▶ **Problem statement**: Return every line in the records below that contains the word "tower", copying each line in full.

● ● ●

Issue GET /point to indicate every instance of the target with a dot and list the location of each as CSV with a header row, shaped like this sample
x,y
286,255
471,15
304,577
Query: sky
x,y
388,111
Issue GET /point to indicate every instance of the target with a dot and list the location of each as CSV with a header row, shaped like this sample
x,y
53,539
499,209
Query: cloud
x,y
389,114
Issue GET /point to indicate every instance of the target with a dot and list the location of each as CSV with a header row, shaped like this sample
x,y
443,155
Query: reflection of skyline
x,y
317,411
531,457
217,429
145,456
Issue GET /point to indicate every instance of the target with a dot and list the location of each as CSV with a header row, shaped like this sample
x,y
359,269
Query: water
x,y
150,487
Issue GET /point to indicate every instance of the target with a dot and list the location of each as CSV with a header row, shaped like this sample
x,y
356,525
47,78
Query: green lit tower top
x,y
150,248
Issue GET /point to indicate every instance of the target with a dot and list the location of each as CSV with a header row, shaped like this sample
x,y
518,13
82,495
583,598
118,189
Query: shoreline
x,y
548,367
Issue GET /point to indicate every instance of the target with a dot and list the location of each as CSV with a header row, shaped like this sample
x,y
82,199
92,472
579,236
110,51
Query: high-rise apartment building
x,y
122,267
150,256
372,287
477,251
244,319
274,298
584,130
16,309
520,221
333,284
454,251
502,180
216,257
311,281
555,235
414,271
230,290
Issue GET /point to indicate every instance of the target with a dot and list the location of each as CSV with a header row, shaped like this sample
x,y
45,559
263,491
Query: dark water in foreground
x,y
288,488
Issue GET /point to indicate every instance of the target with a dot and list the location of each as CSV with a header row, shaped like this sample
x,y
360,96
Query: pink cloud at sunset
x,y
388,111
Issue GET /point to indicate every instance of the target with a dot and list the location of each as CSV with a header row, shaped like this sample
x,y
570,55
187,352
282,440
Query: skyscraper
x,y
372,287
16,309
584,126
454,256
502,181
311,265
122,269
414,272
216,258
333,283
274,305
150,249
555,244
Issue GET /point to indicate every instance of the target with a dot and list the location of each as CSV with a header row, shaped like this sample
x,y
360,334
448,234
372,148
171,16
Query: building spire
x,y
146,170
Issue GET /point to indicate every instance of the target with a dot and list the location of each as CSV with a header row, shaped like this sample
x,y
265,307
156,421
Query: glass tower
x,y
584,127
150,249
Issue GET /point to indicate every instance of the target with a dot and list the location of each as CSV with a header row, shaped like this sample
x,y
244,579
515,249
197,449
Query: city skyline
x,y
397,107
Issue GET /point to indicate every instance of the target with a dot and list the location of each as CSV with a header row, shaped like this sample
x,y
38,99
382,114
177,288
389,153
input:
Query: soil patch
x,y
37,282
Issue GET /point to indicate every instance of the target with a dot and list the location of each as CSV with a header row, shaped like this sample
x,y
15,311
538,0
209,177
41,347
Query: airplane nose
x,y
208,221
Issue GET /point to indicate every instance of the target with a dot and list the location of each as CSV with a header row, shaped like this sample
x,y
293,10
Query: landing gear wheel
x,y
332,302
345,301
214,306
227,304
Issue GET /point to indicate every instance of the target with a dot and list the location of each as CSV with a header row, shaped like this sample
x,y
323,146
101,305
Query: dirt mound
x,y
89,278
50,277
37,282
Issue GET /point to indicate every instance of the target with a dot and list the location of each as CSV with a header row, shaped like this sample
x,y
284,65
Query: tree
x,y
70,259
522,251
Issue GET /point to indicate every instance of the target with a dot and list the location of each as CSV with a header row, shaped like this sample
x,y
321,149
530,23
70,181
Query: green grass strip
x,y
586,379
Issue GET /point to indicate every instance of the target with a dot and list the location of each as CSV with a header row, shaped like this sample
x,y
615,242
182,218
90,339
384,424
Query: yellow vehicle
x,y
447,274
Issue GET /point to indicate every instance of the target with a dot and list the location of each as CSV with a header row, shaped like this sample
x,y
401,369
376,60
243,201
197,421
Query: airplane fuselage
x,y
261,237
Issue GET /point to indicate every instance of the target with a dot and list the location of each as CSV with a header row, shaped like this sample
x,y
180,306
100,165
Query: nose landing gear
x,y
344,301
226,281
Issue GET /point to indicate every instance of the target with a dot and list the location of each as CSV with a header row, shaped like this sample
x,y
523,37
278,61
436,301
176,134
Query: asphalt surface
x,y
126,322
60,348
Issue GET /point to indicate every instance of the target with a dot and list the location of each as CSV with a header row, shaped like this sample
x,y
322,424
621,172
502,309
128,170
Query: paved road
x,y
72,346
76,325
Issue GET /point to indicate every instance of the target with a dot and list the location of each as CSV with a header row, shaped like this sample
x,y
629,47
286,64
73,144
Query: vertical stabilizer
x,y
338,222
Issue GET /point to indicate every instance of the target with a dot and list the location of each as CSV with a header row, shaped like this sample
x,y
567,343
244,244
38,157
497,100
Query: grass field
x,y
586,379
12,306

● ● ●

▶ **Answer to this problem**:
Query: green lit tower top
Query: glass tower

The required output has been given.